**Alıntı**
■ ■ ■
İçgüdünün ne olduğu üzerine düşündünüz mü hiç? Kurtların uluması ya da kelebeklerin uçması gibi bir fenomenden bahsediyorum. Bir adım öteye taşıyacak olursak leyleklerin ya da somonların binlerce kilometrelik göç rotalarına ilişkin bilgilere sahip biçimde doğmalarından. İnsanda da emekleme, ağlama ve gülümseme içgüdüsel kökenleri olan davranışlar. Peki ya konuşma? Acaba dil (lisan) da içgüdüsel temellere sahip bir özellik olabilir mi? Etrafınızda yabancı dil öğrenmek için oldukça yoğun biçimde çabalayan insanlar muhakkak vardır, onları düşününce içgüdü fikrinden uzaklaşıyor olabilirsiniz ama meşhur dilbilimci Pinker sizinle aynı fikirde değil. Biraz konu üzerinde kafa yormaya ne dersiniz?
Ana dilimiz olması münasebetiyle Türkçe üzerinde kısaca bir düşünmeyi teklif ediyorum. Şimdiki haline gelmesi çok uzun zaman almış muhakkak ki. İçinde bulunduğumuz coğrafyadan büyük ölçüde etkilenmiş. Sadece coğrafi değil sosyopolitik değişkenler (rejim değişiklikleri, ulusal ve uluslararası siyaset) de dönüşümünde büyük etken olmuş ve şimdiki karmaşık yapısına kavuşmuş. Keşke bir dilin oluşmasını canlı olarak gözlemleyebilseydik, kim bilir ne kıymetli veriler elde edecektik diye hayıflandınız mı? Üzülmeyin, dünya tarihinde gözlemleyebildiğimiz örneklerden bahsedeceğim. Yeni bir dil oluşmasıyla ilgili neredeyse deneysel bir modelleme sömürgecilik deneyimleri sayesinde mevcut (Evet, modern tıp Nazizm ve toplama kamplarındaki etik dışı deneylere de çok şey borçlu ama konumuz şimdilik bu değil).
■ ■ ■
**Gösterilen veriler**
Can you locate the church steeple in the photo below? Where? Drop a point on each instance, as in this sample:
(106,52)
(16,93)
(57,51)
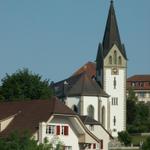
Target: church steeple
(111,34)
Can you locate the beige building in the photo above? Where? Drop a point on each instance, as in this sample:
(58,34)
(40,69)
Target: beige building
(141,86)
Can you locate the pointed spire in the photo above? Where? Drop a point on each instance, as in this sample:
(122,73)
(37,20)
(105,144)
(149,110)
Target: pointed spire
(111,35)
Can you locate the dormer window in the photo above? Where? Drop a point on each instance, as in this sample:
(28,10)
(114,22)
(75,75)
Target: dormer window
(90,111)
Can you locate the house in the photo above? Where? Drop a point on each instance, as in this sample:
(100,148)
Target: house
(49,119)
(98,89)
(141,86)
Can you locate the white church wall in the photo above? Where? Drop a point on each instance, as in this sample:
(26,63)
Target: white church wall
(101,133)
(105,103)
(90,100)
(117,109)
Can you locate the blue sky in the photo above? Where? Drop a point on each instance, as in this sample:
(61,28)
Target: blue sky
(55,37)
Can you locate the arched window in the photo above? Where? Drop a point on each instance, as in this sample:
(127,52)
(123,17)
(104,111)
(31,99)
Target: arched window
(119,60)
(110,60)
(90,111)
(103,116)
(115,57)
(75,108)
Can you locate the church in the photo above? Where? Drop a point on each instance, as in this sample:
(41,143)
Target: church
(98,89)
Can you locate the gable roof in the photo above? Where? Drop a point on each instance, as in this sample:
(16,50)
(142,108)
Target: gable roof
(139,78)
(88,68)
(30,113)
(85,86)
(78,85)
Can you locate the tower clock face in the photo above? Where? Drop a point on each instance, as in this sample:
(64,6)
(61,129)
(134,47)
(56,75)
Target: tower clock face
(114,71)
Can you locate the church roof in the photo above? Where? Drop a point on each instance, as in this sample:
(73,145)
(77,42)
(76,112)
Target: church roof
(28,114)
(111,34)
(88,68)
(79,85)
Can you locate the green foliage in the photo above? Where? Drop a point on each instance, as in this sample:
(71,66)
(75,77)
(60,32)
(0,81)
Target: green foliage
(23,85)
(138,114)
(146,144)
(124,138)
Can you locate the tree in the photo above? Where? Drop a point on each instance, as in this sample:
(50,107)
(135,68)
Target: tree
(146,144)
(23,84)
(124,138)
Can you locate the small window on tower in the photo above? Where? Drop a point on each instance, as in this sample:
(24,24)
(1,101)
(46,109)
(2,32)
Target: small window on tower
(115,83)
(114,120)
(115,57)
(110,60)
(120,60)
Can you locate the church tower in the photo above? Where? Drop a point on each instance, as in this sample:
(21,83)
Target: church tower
(111,70)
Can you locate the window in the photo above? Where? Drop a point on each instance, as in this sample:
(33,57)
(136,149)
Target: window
(75,108)
(101,144)
(103,116)
(115,82)
(114,101)
(110,60)
(142,94)
(89,146)
(90,111)
(94,146)
(133,84)
(114,120)
(91,127)
(50,129)
(64,130)
(68,148)
(115,57)
(57,130)
(119,60)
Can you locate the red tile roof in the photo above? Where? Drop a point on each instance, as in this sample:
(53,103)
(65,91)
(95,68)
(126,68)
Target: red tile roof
(31,113)
(139,82)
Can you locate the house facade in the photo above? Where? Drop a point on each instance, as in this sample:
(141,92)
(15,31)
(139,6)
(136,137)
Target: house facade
(50,119)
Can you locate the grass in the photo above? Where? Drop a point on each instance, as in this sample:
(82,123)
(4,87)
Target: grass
(136,139)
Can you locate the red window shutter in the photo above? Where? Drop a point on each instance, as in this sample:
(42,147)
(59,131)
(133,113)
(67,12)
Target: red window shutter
(65,130)
(101,144)
(89,146)
(94,146)
(58,130)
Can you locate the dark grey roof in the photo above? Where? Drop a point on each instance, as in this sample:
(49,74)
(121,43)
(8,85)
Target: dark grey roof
(79,85)
(111,35)
(90,121)
(87,87)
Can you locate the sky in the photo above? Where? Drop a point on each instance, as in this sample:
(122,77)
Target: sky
(53,38)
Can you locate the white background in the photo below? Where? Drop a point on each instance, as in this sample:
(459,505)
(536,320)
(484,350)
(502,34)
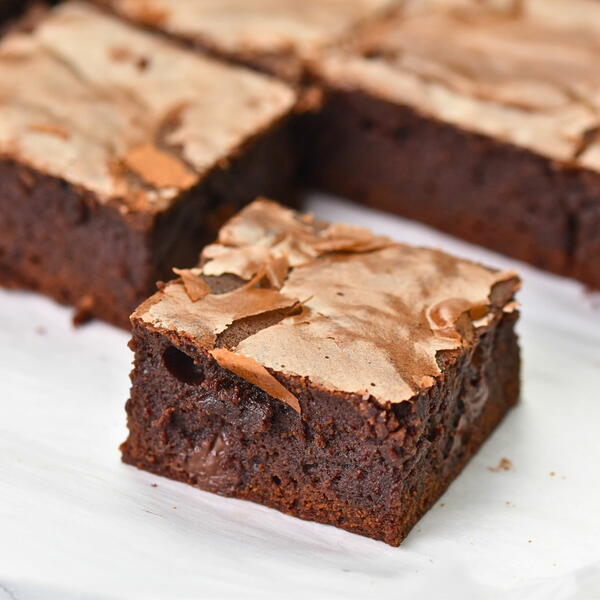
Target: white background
(75,523)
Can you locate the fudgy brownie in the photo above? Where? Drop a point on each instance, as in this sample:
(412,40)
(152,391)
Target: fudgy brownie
(321,370)
(275,36)
(480,119)
(121,155)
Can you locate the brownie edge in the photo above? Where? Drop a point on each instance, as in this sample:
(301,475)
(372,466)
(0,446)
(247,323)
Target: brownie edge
(347,461)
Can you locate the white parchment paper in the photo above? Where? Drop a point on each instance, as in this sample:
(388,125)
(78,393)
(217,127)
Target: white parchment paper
(75,523)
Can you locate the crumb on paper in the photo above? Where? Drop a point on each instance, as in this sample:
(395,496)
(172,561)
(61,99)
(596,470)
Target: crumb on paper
(503,465)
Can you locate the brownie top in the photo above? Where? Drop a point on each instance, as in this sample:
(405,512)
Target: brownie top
(352,311)
(150,119)
(525,72)
(251,28)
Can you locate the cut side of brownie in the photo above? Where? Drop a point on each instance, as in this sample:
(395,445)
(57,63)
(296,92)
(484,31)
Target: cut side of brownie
(121,155)
(479,119)
(275,36)
(321,370)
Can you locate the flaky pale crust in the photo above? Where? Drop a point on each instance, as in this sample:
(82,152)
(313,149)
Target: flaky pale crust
(522,72)
(361,313)
(149,118)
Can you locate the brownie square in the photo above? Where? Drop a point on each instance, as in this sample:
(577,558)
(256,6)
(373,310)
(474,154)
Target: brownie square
(491,135)
(121,155)
(321,370)
(275,36)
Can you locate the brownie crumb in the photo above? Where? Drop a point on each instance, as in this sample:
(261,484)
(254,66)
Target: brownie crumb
(503,465)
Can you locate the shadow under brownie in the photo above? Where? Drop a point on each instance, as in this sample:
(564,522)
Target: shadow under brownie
(479,120)
(321,370)
(121,155)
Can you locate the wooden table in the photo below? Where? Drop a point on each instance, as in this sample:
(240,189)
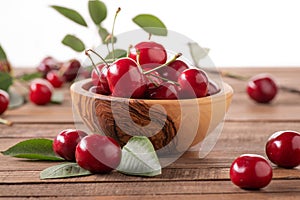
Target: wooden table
(246,129)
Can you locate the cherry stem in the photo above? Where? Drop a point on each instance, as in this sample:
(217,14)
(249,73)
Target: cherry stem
(6,122)
(112,33)
(163,65)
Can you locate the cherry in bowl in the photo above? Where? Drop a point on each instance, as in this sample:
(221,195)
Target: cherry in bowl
(251,171)
(283,148)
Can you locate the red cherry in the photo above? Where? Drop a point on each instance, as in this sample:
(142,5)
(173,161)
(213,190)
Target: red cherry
(98,153)
(100,80)
(173,70)
(164,91)
(283,149)
(262,88)
(193,83)
(65,143)
(40,91)
(151,54)
(70,70)
(251,171)
(55,79)
(125,79)
(4,101)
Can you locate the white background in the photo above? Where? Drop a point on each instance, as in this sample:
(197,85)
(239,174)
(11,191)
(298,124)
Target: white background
(238,32)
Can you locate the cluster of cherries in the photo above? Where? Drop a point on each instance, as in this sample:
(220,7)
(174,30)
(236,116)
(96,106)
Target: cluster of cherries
(146,73)
(252,171)
(96,153)
(55,74)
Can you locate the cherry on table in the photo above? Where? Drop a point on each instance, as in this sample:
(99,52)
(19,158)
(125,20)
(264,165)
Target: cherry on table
(283,148)
(40,91)
(98,153)
(262,88)
(55,79)
(65,143)
(4,101)
(151,54)
(193,83)
(125,79)
(99,79)
(251,171)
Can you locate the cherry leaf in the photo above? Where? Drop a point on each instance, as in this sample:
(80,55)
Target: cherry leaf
(97,10)
(74,43)
(36,149)
(64,170)
(151,24)
(139,158)
(70,14)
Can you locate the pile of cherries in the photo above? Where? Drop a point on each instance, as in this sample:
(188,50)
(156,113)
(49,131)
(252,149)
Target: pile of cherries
(252,171)
(96,153)
(146,73)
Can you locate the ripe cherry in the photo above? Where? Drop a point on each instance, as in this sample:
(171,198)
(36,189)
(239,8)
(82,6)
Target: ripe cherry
(98,153)
(173,70)
(55,79)
(251,171)
(70,70)
(125,79)
(40,91)
(283,149)
(193,83)
(4,101)
(151,54)
(164,91)
(262,88)
(99,78)
(65,143)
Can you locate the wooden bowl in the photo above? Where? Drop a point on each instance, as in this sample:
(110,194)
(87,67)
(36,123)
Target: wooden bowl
(172,125)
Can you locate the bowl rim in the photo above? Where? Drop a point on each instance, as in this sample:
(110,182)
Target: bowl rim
(225,90)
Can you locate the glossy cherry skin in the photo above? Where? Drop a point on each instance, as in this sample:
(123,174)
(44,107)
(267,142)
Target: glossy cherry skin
(55,79)
(193,83)
(152,54)
(70,70)
(283,149)
(262,88)
(173,70)
(64,144)
(40,91)
(99,79)
(251,171)
(4,101)
(164,91)
(98,153)
(125,79)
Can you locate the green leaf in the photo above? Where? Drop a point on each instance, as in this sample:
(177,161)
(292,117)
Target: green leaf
(37,149)
(139,158)
(57,97)
(63,171)
(119,53)
(98,11)
(197,52)
(2,54)
(103,34)
(74,43)
(70,14)
(151,24)
(5,81)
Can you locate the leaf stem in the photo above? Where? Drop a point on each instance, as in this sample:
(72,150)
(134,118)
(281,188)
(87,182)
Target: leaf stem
(163,65)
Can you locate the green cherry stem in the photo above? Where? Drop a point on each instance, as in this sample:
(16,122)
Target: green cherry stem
(6,122)
(112,33)
(163,65)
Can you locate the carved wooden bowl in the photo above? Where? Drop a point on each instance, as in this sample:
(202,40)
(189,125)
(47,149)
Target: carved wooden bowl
(172,125)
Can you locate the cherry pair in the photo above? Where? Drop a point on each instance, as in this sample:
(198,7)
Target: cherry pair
(251,171)
(96,153)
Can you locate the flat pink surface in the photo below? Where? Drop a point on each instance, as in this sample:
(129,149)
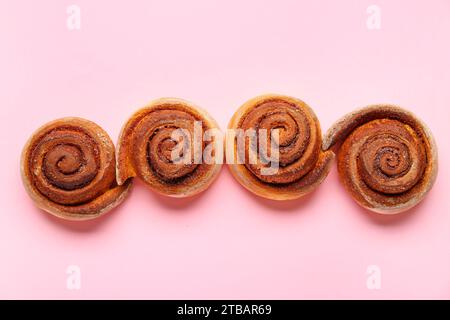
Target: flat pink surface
(225,243)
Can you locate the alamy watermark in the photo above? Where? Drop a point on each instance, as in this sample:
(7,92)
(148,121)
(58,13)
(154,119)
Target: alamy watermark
(262,150)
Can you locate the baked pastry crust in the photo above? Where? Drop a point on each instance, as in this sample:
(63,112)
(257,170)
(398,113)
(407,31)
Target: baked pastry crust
(303,165)
(68,169)
(146,142)
(387,157)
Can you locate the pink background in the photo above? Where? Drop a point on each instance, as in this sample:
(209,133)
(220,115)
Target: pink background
(226,243)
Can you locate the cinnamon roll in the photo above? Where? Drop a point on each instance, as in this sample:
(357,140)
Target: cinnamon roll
(300,163)
(68,169)
(386,157)
(149,148)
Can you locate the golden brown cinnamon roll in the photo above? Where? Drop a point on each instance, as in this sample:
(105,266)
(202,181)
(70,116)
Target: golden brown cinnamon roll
(301,165)
(387,157)
(149,147)
(68,169)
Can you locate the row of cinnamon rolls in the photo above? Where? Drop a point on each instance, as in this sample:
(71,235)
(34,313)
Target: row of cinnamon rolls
(386,156)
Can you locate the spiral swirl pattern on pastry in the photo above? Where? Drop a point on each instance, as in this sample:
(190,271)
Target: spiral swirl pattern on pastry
(68,168)
(146,146)
(387,159)
(302,165)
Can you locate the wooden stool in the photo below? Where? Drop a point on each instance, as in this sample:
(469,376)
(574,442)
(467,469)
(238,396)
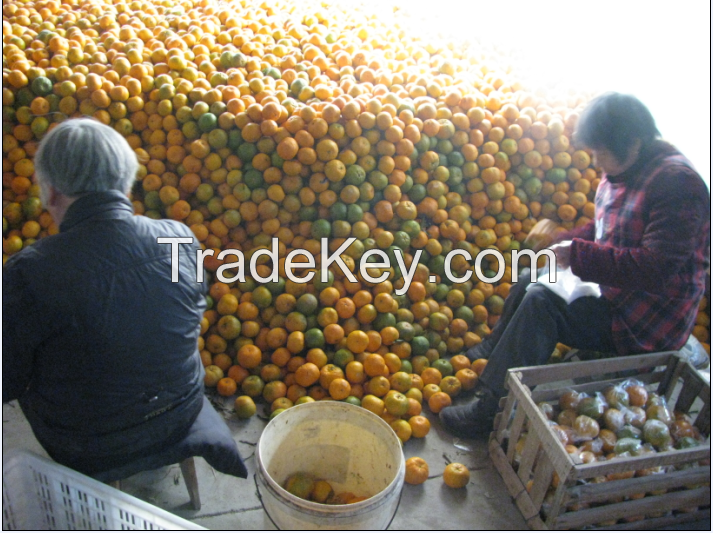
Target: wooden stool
(209,437)
(188,469)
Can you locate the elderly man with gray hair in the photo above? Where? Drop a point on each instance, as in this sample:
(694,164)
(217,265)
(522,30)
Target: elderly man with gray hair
(99,346)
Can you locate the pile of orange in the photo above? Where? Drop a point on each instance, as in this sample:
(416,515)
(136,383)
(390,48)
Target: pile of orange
(296,121)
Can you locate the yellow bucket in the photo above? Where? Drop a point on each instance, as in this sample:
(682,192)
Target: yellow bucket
(350,447)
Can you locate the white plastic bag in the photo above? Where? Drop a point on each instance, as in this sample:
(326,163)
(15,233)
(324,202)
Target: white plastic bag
(569,286)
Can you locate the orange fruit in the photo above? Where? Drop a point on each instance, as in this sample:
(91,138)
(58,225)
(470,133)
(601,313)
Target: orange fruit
(245,407)
(307,374)
(396,403)
(249,356)
(468,378)
(456,475)
(402,429)
(438,401)
(416,471)
(339,388)
(420,426)
(373,403)
(479,365)
(226,386)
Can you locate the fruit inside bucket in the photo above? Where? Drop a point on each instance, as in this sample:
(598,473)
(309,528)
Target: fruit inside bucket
(353,450)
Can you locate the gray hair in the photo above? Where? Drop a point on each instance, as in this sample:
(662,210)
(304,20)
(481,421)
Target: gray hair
(83,155)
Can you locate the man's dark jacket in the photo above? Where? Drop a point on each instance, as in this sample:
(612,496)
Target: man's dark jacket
(99,346)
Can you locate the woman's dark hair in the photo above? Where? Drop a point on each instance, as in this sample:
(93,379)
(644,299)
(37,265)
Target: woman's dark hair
(614,121)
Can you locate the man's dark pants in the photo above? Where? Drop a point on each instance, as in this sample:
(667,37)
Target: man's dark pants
(533,322)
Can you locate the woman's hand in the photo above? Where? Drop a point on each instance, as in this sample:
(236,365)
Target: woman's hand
(562,254)
(541,235)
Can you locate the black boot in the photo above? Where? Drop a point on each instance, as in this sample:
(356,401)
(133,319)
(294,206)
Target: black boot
(472,419)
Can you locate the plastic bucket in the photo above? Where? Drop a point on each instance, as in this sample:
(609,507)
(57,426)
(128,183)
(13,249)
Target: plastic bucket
(350,447)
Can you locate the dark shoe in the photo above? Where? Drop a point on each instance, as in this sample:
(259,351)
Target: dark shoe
(472,419)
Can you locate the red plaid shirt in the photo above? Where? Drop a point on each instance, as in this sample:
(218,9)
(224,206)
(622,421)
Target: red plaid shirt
(649,249)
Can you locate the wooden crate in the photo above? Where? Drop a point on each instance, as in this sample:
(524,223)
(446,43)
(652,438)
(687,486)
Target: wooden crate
(675,496)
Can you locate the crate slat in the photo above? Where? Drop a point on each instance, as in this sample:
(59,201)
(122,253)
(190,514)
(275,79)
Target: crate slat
(544,395)
(515,430)
(543,455)
(624,464)
(652,504)
(542,481)
(598,492)
(661,522)
(532,447)
(559,372)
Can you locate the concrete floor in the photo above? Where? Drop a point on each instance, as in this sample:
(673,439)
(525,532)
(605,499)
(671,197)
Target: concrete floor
(230,503)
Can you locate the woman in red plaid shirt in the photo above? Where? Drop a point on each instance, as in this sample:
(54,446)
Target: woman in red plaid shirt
(648,248)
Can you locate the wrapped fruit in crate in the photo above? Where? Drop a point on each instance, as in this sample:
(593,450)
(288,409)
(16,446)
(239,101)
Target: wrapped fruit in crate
(611,451)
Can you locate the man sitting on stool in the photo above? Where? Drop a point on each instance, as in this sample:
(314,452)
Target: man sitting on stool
(99,346)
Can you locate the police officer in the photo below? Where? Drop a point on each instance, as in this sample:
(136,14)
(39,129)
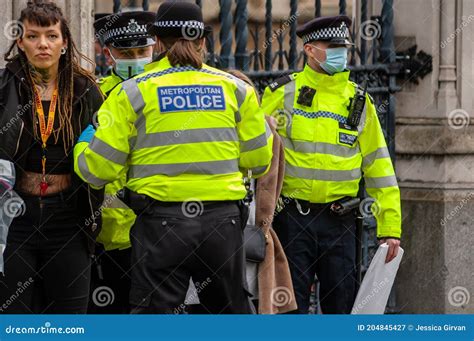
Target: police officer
(184,132)
(332,138)
(128,44)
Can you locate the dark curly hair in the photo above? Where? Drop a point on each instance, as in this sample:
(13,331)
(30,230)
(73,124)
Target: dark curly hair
(44,14)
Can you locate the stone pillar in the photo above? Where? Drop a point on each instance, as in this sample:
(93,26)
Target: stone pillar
(435,161)
(78,12)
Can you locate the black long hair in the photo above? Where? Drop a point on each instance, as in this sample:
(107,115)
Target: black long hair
(44,14)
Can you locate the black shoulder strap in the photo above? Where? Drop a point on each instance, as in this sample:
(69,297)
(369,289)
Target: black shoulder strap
(280,82)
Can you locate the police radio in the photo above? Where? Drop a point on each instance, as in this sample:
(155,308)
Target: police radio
(356,107)
(306,96)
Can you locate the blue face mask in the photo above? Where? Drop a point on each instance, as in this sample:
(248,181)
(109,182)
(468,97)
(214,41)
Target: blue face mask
(127,68)
(336,60)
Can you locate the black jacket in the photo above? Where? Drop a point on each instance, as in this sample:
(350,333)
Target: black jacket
(16,135)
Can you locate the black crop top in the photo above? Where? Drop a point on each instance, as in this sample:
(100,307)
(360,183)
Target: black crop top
(57,161)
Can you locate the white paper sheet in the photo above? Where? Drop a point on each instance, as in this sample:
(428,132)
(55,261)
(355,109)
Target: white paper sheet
(377,283)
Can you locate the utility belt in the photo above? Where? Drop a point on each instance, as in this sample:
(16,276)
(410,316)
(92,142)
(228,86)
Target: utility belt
(66,197)
(339,207)
(141,203)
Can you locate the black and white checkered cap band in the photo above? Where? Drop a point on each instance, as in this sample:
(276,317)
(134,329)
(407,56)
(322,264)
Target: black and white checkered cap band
(327,33)
(124,32)
(180,23)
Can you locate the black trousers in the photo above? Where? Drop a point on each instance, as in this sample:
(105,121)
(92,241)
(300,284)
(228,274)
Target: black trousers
(169,245)
(324,244)
(111,280)
(47,263)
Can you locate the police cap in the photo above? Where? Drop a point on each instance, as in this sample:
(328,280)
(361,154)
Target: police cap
(333,29)
(180,20)
(125,30)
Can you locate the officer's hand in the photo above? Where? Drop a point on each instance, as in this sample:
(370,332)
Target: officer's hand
(393,246)
(87,134)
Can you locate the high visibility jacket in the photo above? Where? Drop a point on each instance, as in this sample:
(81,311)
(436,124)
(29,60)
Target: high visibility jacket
(326,158)
(117,217)
(180,133)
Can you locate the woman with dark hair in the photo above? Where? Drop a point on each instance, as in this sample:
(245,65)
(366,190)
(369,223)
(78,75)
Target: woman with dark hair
(46,100)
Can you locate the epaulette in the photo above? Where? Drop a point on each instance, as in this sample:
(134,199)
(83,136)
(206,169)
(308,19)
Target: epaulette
(280,82)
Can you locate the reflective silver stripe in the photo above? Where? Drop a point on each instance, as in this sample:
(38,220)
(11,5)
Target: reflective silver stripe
(88,176)
(257,142)
(380,153)
(173,169)
(136,100)
(361,125)
(320,148)
(288,100)
(108,152)
(323,174)
(381,182)
(186,136)
(112,201)
(258,170)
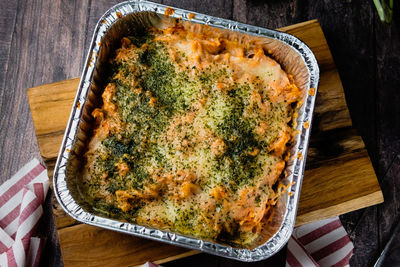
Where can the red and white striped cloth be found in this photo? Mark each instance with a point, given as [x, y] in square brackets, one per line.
[21, 199]
[322, 243]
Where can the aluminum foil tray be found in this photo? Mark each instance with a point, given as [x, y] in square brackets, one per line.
[124, 19]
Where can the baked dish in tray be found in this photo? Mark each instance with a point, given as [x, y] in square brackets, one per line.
[192, 135]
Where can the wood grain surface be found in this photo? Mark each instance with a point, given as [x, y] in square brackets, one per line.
[327, 171]
[46, 41]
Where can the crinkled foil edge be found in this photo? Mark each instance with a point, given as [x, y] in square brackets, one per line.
[294, 170]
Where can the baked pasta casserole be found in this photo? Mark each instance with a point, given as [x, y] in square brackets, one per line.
[192, 134]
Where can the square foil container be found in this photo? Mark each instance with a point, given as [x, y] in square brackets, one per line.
[124, 19]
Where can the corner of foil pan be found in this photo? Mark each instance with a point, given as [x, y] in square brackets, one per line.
[280, 238]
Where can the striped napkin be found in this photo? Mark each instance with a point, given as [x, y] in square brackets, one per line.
[21, 199]
[322, 243]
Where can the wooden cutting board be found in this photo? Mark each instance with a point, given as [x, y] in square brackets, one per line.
[339, 176]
■ ■ ■
**Kısa görev A**
Dil ve içgüdü üzerine yazıya göre aşağıdaki soruları yanıtlayın.
(i) İnsanda içgüdüsel kökenli olduğu söylenen davranışlar hangileridir?
(ii) Dilin içgüdüsel olmadığı düşüncesine katılmayan dilbilimcinin adı nedir?
(iii) Yeni bir dilin oluşmasına dair neredeyse deneysel bir modelleme hangi deneyimler sayesinde mevcuttur?
**Kısa görev B**
Dil ve içgüdü üzerine yazıyı kaldığı yerden sürdürün.

**Görev yanıtı A**
(i) Emekleme, ağlama ve gülümseme.
(ii) Pinker.
(iii) Sömürgecilik deneyimleri.

**Görev yanıtı B**
İlk sömürgecilik deneyimleri üzerinde biraz düşünebiliriz. Örneğin Karayipler’e Avrupalı sömürgeciler gelmiş. Adaların yerli halkının dilleri var ve sömürgecilerin de kendilerininki. Şimdiki gibi üzerinde ortaklaşılabilecek İngilizce gibi global bir dil de yok henüz. Evet, bir efendi-köle ilişkisi gelişmiş durumdadır hızlıca ama efendi ile köle hangi dilde anlaşacaklar? Kölelerin efendinin dilini anlaması mümkün değildir henüz. Ortada okul vs gibi kurumsal bir yapı da yok… Bu durumda “pidgin” denen bir dil türünün türeyiverdiği görülür. Pidgin tanımı itibariyle bir ön-dil (protolanguage) olarak kabul edilebilir. Günümüzden örnek vermek gerekirse turizm yörelerinde canhıraş vaziyette türeyiveren dil pidgindir. Pidgin’de gramer yoktur, sözcükler bir şekilde sıralanmıştır. Turizm bölgelerindeki dile Tarzanca denmesi de bu açıdan anlamlıdır çünkü Tarzan’ın Jane ile anlaşmak için kullandığı dil de pidgin olarak kabul edilebilir. Bu metnin şimdiye kadar okuduğunuz kısmını düşünün. Elimizde sadece pidgin olsaydı şu şekilde ifade etmek zorunda kalabilirdim: “Okumak. Yazı. Güzel… Ben yazmak. Sen okumak..” (umarım şimdiye kadar bundan farklı bir şey yapabilmişimdir bu arada).
Tekrar sömürgemize dönelim. Sömürgemizde bütün gündelik hayat pidgin ile sürdürülmektedir ve bu gayet kısıtlayıcı bir durumdur. Sonra sömürgeciler kendi aralarında, yerliler de kendi aralarında üremeye devam ederler ve (pek de melez olmayan) yeni bir kuşak dünyaya gelir. İki grup arasında belirgin bir sınıfsal farklılık olduğu için bilingual ve çok kültürlü aile ortamları henüz bulunmamaktadır ve bu çocuklar evlerinde anadilleri ile sokakta ise ortak dil olan pidgin ile dünyaya gözlerini açarlar. Sonraki gözlem çalışmaları ise çok ilgi çekici. Pidgin ile gözlerini açan ilk kuşak “kreol” denen sözdizimi, deyimleri ve argosu bulunan dört başı mamur melez bir dil üretmeyi başarabilmektedir. Günümüzde pek çok eski sömürgede kullanılmakta olan dil halen kreoldür. Anlaşılan o ki pidgin ile gözlerini açan çocuklar melez olmakla birlikte köken aldığı her iki dilde de bulunmayan bazı özelliklere de sahip özgün bir dil üretmeyi başarmışlardır. Elbette bu üretim Dil Kurumu gibi yapısal bir üst aklın müdahalesi olmadan, kendiliğinden gerçekleşebilmiştir.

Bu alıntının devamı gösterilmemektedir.